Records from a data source
▶

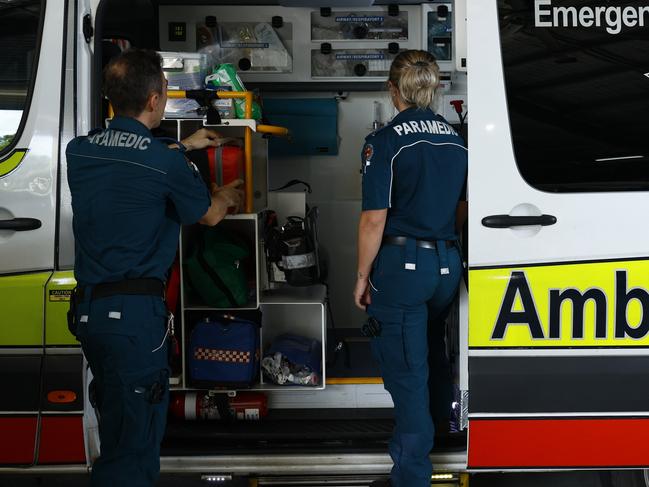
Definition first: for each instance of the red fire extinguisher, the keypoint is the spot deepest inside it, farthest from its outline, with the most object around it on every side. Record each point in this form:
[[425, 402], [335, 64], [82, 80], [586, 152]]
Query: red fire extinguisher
[[200, 405]]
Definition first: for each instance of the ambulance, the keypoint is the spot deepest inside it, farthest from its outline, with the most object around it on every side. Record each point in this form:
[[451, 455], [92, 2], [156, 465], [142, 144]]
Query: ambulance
[[549, 338]]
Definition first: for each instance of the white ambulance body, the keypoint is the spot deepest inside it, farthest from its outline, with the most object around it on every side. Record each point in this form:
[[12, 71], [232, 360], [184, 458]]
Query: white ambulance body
[[550, 343]]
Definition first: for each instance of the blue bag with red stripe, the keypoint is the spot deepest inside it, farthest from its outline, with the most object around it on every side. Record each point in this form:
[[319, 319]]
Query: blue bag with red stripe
[[224, 352]]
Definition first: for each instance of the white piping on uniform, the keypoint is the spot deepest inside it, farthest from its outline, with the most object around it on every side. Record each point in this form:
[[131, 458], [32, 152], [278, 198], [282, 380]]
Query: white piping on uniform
[[410, 145], [372, 284], [118, 160]]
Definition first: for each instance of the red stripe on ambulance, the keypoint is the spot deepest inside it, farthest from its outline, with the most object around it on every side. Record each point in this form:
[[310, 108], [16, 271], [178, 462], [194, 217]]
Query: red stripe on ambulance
[[561, 443], [61, 440], [18, 438]]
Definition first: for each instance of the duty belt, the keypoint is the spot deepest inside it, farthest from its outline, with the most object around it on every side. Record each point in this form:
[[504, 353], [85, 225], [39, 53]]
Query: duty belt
[[143, 286], [426, 244]]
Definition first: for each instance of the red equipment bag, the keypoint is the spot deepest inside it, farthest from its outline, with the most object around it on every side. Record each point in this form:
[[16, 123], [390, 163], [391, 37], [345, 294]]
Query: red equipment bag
[[226, 163]]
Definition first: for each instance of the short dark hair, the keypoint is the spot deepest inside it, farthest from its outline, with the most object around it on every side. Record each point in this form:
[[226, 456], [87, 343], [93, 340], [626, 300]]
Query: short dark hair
[[130, 78]]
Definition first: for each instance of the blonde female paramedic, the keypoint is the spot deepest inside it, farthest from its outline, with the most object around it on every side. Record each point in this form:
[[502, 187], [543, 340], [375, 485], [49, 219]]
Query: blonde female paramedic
[[409, 266]]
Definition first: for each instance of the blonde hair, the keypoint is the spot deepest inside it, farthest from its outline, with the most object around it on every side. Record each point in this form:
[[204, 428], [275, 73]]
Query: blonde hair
[[416, 75]]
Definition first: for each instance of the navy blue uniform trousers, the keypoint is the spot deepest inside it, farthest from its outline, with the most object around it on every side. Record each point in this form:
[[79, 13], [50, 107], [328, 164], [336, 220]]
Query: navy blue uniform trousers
[[401, 300], [123, 339]]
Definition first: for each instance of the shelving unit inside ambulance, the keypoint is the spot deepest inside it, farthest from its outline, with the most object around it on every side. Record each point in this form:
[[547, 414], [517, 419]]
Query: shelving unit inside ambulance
[[298, 311]]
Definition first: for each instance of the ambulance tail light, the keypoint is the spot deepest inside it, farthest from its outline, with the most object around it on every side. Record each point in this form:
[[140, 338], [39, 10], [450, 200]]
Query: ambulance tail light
[[61, 397]]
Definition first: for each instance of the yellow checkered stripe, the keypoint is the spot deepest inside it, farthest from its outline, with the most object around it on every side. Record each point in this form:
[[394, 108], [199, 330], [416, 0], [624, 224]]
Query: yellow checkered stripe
[[216, 355]]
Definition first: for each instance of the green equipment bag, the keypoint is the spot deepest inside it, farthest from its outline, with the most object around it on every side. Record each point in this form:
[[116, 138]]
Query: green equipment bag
[[215, 269]]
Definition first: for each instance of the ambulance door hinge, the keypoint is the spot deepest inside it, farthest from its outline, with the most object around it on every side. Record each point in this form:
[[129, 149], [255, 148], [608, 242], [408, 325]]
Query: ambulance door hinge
[[88, 31]]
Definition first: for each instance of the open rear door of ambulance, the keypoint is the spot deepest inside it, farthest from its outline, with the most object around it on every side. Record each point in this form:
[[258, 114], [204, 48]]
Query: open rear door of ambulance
[[559, 242]]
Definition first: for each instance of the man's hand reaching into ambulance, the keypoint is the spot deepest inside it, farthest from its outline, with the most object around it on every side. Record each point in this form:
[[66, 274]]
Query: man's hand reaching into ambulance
[[223, 198], [202, 139]]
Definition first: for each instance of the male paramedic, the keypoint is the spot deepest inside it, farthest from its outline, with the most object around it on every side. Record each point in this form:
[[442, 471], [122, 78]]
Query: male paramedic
[[409, 266], [130, 194]]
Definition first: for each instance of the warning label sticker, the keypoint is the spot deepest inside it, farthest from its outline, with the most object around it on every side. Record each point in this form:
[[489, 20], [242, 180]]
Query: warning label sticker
[[60, 295]]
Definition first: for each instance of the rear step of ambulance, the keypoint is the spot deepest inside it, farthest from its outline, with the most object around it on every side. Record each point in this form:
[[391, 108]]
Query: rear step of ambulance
[[449, 479]]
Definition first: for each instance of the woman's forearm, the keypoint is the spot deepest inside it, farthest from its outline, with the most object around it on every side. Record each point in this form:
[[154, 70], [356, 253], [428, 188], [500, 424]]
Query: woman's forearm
[[370, 233]]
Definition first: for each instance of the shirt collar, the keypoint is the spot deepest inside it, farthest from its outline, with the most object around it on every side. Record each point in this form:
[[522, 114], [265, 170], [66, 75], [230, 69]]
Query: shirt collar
[[410, 113], [129, 124]]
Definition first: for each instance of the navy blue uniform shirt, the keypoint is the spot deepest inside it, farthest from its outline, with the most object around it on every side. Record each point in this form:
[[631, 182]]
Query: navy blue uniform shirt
[[416, 167], [130, 193]]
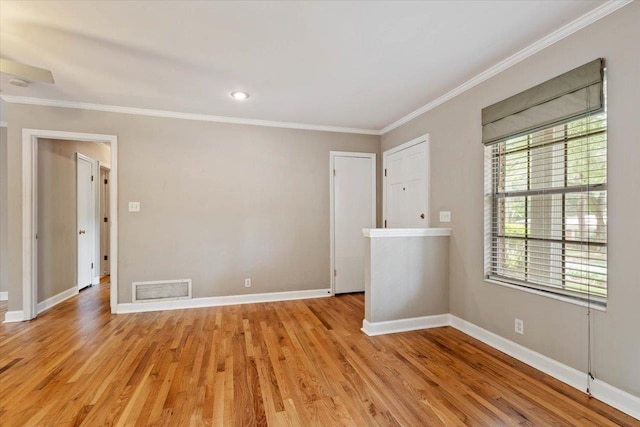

◀

**INSTRUCTIONS FOR THE TASK:** Write out the records once more, word for word, though without the pictures they contain.

**WRITTEN SOLUTION:**
Definition first: for each instance of the red fire extinguisher, the keypoint is the spot deepest inside it, farthest from its outline, with the most object around it on every side. Record each point in this form:
[[425, 402], [335, 64], [82, 80], [586, 152]]
Query: red fire extinguisher
[[200, 405]]
Definition first: for each instance of the ambulance, the keypoint is the spot deepest inside it, farthest from its outline, with the most object around it on every side. Record each point in this form:
[[451, 455], [92, 2], [156, 465], [142, 144]]
Query: ambulance
[[549, 338]]
Definition first: for each instance of the white ambulance body, the keypoint is the spot deepest inside it, farthest from its outline, with the most object around it on every side. Record each point in this form:
[[12, 71], [232, 360], [184, 458]]
Query: white ambulance body
[[550, 343]]
Definition first: for each instance of the blue bag with red stripe, the keypoint is the spot deepest inside it, farthest from its outline, with the most object around it on every side. Record each point in this form:
[[319, 319]]
Query: blue bag with red stripe
[[224, 352]]
Definition first: for each instance of the white piping on uniform, the keypoint is the spot deepest inside it, farthest from its outline, with the most object around it on every side. Record each point in this form:
[[131, 458], [32, 152], [278, 198], [282, 380]]
Query: white piping on uniform
[[410, 145], [372, 284], [118, 160]]
Definition first: for each instance of the red stripe on ambulance, the keypoint is the spot deepest inside it, farthest from its outline, with the most object around it on every side. Record each point in this form:
[[310, 108], [16, 271], [178, 462], [194, 217]]
Query: red stripe on ambulance
[[561, 443], [61, 440], [18, 438]]
Definition first: for each instance of the duty belt, the keypoint is the spot deepest inside it, farthest from its outline, with the most object around it on every side. Record each point in this form:
[[504, 353], [85, 225], [39, 53]]
Query: duty belt
[[143, 286], [426, 244]]
Definition first: for each instance of the red equipment bag, the keypoint is the spot deepest inside it, farthest from its outline, with the most object around it on every side. Record each point in this form:
[[16, 123], [390, 163], [391, 37], [345, 294]]
Query: red equipment bag
[[226, 163]]
Definition first: for each instance of the short dark hair, the keypoint is the spot deepest inside it, farthest from its outline, with the most object around it on every side. Record each point in this form:
[[226, 456], [87, 343], [93, 340], [626, 300]]
Query: short dark hair
[[130, 78]]
Definition first: for each instance of the blonde female paramedic, the keypoint is the spot deepest inside it, farthest from its outline, with the most object around it on every side. Record each point in this form:
[[502, 187], [543, 340], [375, 485], [49, 219]]
Query: blonde female paramedic
[[409, 266]]
Definition first: for each instance of the blonde hair, the keypoint is the spot deepest inside it, farthest from its outline, with the most object around it on every side. Record each point in this form:
[[204, 428], [275, 73]]
Query: blonde hair
[[416, 75]]
Definition first: for each instance of the navy blue uniform trousers, the keypoint is the spot deepest inside it, farthest from its outline, with the most object around it on every side. Record each point in this form:
[[79, 13], [50, 107], [328, 164], [336, 220]]
Query: navy blue uniform trousers
[[401, 300], [123, 339]]
Definition first: for each instance of the shelving unit inside ambulance, the keypoint is the spot deepest inside it, farthest from its outline, with the most object around it on every side. Record each point in this form:
[[547, 414], [517, 419]]
Query: shelving unit inside ambulance
[[298, 311]]
Definition first: for each instance of the ambulance tail light, the keypoint is the spot deepest inside it, farthest from its outline, with the most object around it on every side. Record each point in this form:
[[140, 338], [39, 10], [450, 200]]
Query: ambulance tail light
[[61, 397]]
Definition first: for each instance of the yellow checkered stripe, the keypoint is the spot deepest inside it, farthest from its outline, with the most object around it on every side. Record each point in this form:
[[394, 108], [199, 330], [416, 0], [624, 224]]
Query: yellow checkered stripe
[[216, 355]]
Definition first: for each instance of the green equipment bag, the keypoint is the spot deepest inside it, farthest from its outline, with the most object around it on every side. Record each point in this form:
[[116, 138]]
Query: green equipment bag
[[215, 269]]
Definition first: for each instance of the ambulance door hinge, the keypoint is the spot deepest inside it, farthest from its outline, with the most object around it on every side. Record each point in this form:
[[129, 149], [255, 148], [608, 242], [408, 325]]
Query: ambulance door hinge
[[88, 31]]
Definition first: for each instance of the open rear door of ambulance, the keypoint is the spot deepest inside it, farthest from its outline, with the most object around it on every side. Record each point in this form:
[[258, 114], [204, 48]]
Query: open rear door of ambulance
[[559, 242]]
Definition first: for each instance of the man's hand reaching into ambulance, the keypoint is the spot deepest inside it, farthest from its outline, with the most object around it on every side. Record each point in this form:
[[66, 274]]
Query: man's hand reaching into ambulance
[[223, 198], [202, 139]]
Definition first: for each instance of the male paramedic, the keypoint is the spot deepest inside it, farthest from its outline, with the most object around it on every side. Record each point in this form:
[[442, 471], [122, 78]]
Query: male paramedic
[[409, 266], [130, 194]]
Definition first: for each instance of the warning label sticker, the keypoint is the spot deepest inside it, farthest from its outline, with the most object around it on every side. Record each point in this form:
[[489, 20], [242, 180]]
Query: warning label sticker
[[60, 295]]
Definition first: for each instance of the rear step of ambulance, the keypoint is the spot deepest inside it, farthest from its outline, with the most object around it on every side. Record each point in this form:
[[391, 108]]
Query: rear step of ambulance
[[449, 479]]
Definition first: for each instance of the woman's forearm, the keypoint is the spot deepest inside it, farthest from its outline, with the most object around it on every side. Record each point in this form:
[[154, 70], [356, 253], [428, 188], [500, 424]]
Query: woman's forearm
[[370, 233]]
Definition first: for each instance of the shirt collar, the keypoint is the spot deepest inside it, farthest from its outline, with the most object around it on every side. Record each point in this form:
[[522, 114], [265, 170], [66, 75], [230, 69]]
Query: shirt collar
[[410, 113], [129, 124]]
Definition first: for each instance of the navy blue uniform shirt, the keypoint is the spot deepest inside it, farthest from its outline, with the most object around it on every side. Record each point in this form:
[[631, 182]]
Query: navy blue uniform shirt
[[416, 167], [130, 193]]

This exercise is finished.